Problem details
Rewrite the passage about the school color chart, starting with "This is stupid" and going on through "color as well.", changing "color" to "rating" everywhere it occurs.

And last year it was decent enough that, having seen how things went with Vander, we even put Corwin back in school halfway through the year, rather than continuing to home school him.
But one must bear in mind that the horrible Florissant system is considered a cutting-edge model for the whole country...so its horrific, bureaucratic nitwittery is what other schools will soon strive to emulate.
And this year, the entire administration of the two schools Corwin and Vander attend quit. I still haven't found out why, but it sounds like it was on bad terms.
And the new administration, as is often the case with new bureaucrats, is one of upheaval and bad ideas.
So far this year:
They have both gone to a Homeland Security sort of color-scheme for describing the kids' days to the parents.
In other words, there is an illogical range of colors which represent how well the kids behaved, sent home each evening.
I believe that it's White (best), green, yellow, orange, and pink (worst). But, as with Terror Alerts, it's hard to remember the order, as it makes no sense.
Each time something goes wrong with a kid, he has to lower his color on a chart, by one slot.
This is stupid and bureaucratic enough, but it also turns out that there is ZERO differentiation between any form of "violation".
For example, you're sent home with a sheet of paper bearing what color you got that day. If your parent EVER forgets to sign it, you lose a color the next day. But if you actively break a rule, like not obeying a teacher in robot-like fashion, or running out of the class, or whatever, it counts as one lost color as well.
In other words, it's the same system for incidental mistakes as it is for active violation.
This sets up the kids to get treated like troublemakers over incidental stuff. After the three day weekend, nobody here could find Corwin's two weekend folders. Therefore when he got to school he automatically lost TWO colors, already getting him down into the "getting in trouble" colors. He ended up having to call home (because you have to do that at orange, or pink, or whatever) after having only really done one thing "wrong", because of all the bureaucratic "violations" he'd incidentally racked up.

Collected data
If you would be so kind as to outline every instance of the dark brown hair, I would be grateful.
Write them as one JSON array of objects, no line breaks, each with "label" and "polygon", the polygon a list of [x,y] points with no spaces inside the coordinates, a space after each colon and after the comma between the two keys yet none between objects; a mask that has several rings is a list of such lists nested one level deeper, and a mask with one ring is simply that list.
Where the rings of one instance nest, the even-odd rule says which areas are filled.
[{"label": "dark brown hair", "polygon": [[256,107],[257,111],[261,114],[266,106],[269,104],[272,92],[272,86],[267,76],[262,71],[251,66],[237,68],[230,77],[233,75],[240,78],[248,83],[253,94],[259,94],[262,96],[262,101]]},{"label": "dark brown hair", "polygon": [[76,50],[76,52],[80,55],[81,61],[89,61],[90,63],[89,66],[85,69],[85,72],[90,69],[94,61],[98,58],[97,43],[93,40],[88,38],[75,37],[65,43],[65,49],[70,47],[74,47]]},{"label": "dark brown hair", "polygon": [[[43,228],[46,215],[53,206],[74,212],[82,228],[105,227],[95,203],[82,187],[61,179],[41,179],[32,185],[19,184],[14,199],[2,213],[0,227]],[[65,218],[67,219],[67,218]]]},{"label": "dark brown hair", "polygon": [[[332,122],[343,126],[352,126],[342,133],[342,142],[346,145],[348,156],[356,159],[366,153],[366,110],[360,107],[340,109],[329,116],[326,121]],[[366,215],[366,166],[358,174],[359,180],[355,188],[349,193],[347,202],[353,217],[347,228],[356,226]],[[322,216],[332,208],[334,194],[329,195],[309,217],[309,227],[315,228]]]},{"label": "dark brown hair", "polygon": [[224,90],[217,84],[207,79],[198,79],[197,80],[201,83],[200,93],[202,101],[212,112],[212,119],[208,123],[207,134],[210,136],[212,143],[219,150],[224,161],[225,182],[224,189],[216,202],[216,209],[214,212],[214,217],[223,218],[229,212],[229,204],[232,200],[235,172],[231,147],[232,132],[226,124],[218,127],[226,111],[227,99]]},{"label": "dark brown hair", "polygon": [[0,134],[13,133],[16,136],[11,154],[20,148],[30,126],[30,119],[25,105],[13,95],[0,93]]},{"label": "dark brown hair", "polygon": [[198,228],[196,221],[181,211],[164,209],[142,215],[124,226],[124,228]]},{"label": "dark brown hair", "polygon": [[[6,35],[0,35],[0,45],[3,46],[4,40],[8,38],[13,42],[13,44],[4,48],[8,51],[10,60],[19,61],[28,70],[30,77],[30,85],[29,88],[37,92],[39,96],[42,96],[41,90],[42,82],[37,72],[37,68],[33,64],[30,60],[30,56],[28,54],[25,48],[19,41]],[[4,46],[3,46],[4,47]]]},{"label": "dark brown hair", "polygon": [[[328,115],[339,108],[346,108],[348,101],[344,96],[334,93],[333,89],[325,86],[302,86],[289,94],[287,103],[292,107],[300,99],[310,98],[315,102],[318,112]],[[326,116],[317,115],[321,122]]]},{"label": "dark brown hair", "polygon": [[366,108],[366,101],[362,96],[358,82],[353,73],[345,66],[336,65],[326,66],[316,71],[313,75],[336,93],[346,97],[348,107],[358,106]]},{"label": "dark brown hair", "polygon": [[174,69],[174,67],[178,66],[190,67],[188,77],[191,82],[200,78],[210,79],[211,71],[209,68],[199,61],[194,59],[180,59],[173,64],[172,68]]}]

Result for this task
This is stupid and bureaucratic enough, but it also turns out that there is ZERO differentiation between any form of "violation".
For example, you're sent home with a sheet of paper bearing what rating you got that day. If your parent EVER forgets to sign it, you lose a rating the next day. But if you actively break a rule, like not obeying a teacher in robot-like fashion, or running out of the class, or whatever, it counts as one lost rating as well.